• [EXTRACTED TEXT]
The words were out of my mouth before I could stop them.   The neighbor, whether shell-shocked at my language or the carnage before him, solemnly intoned, “Dearly Beloved is in deep doodoo, isn’t he?”

The city collects “yard waste” on Fridays, so here is the scene at our curb this morning:

Better call for big truck backup, Guys!

Now, as I hum TAPS softly and if carnage and  mutilation do not make you ill, take a look at this picture of the victims, if you dare.

The scene of the crime.

I love this man and want to save our marriage,  but something has to be done.

Will I need a permit for a stun gun?

Which Kind of Crazy?

Sunrise on the Outer Banks ©JW 2010

My brother often takes incredible nature pictures of the Outer Banks area where he lives, and sends them to me.   Nothing would get him away from that part of North Carolina.  He knows every creek and back road around there.   Last week he sent me a picture of an owl with a critter in claw (yikes!) and he tells me he’ll be sending his pictures of mating water moccasins soon.  Not that I’ve asked, I hasten to add.

This incredible sunrise on the Outer Banks struck me, not only because it’s so beautiful, but because NC politicians have softened their “no off-shore drilling” stance and that is such a fragile area.  There is a remote possibility that even the BP oil rig explosion off the Louisiana Gulf coast could reach our state.  A wide swath of southern gulf coastline, from the Mississippi Delta to Pensacola, Florida, is expected to be affected by Monday.

Today I read that BP considered the possibility of a spill so unlikely that they didn’t have a plan to address such a disaster.  That would indicate a brain spill sometime ago.  Good grief!   Who are all these corporate executives making decisions that leave oil slicks from Wall Street to the Gulf of Mexico?   When did brains and common sense become passé ?

• [GIVEN INFORMATION]
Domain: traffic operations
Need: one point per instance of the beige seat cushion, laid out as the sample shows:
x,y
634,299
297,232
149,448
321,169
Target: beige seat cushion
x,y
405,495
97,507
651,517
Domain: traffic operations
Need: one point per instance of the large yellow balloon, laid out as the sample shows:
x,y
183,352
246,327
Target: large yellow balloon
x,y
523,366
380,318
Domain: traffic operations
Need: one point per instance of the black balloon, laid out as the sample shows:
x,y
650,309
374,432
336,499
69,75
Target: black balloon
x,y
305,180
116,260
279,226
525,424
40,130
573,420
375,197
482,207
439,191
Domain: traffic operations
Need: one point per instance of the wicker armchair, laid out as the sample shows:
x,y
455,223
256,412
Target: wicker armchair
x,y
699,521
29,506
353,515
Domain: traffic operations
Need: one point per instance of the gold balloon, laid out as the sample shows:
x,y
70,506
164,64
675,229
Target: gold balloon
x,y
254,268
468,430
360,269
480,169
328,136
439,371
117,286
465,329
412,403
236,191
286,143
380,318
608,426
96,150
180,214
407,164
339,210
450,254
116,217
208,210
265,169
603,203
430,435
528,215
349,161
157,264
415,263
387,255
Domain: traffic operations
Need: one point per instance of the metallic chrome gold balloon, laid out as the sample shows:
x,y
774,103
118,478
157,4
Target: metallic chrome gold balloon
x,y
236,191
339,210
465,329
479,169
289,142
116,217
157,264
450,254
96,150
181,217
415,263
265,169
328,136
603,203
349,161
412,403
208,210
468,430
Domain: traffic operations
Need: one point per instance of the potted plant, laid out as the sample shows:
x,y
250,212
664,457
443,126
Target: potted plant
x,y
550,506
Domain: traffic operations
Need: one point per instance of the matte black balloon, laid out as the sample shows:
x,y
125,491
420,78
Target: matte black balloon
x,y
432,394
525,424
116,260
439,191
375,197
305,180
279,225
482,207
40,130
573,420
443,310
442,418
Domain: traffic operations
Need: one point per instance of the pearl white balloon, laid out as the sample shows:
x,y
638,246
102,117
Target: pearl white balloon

• [WHAT THE TASK ASKS] Please continue the text about the Outer Banks sunrise and the BP oil spill, starting right after its last sentence.

• [EXERCISE OUTPUT]
Dearly Beloved and I don’t expect our commode to overflow either, but that doesn’t mean we don’t have a toilet plunger at the ready.

Speaking of toilet talk, metaphorically, I mean… you know how local TV stations hype their news stories during the prime time shows?  Last night one of our stations was titillating and teasing us about an interview with Joslyn James, who is here doing whatever she does at an “adult entertainment” club.    Her appearance has been advertised for days in the sports section of the newspaper.  Just in case you’ve escaped having that name stuck in your brain like gum on a shoe, she’s one of Tiger Woods’ former mistresses.   While he’s here playing– not very well– at the Quail Hollow Golf Tournament, she’s a few miles up the road,  pole dancing.

Only a coinkydink, of course.

There’s an election Tuesday and I’ll bet half the county has no idea, but faux-news?  We’re on it!

Speaking of opportunistic mistresses and cheating, lying husbands, Oprah’s interview with Rielle Hunter was aired this week.  The object of Rielle’s affection,  John Edwards,  is about to be combing his hair for a court appearance in Raleigh in a week or so.  I forget whether this hearing is in regard to the sex tape,  or the one about whether he used campaign funds to pay for all that fun.

And to think that his momma gave him her pecan pie recipe to send out as a Thank You for campaign donations!   She probably wishes she’d chosen something without nuts.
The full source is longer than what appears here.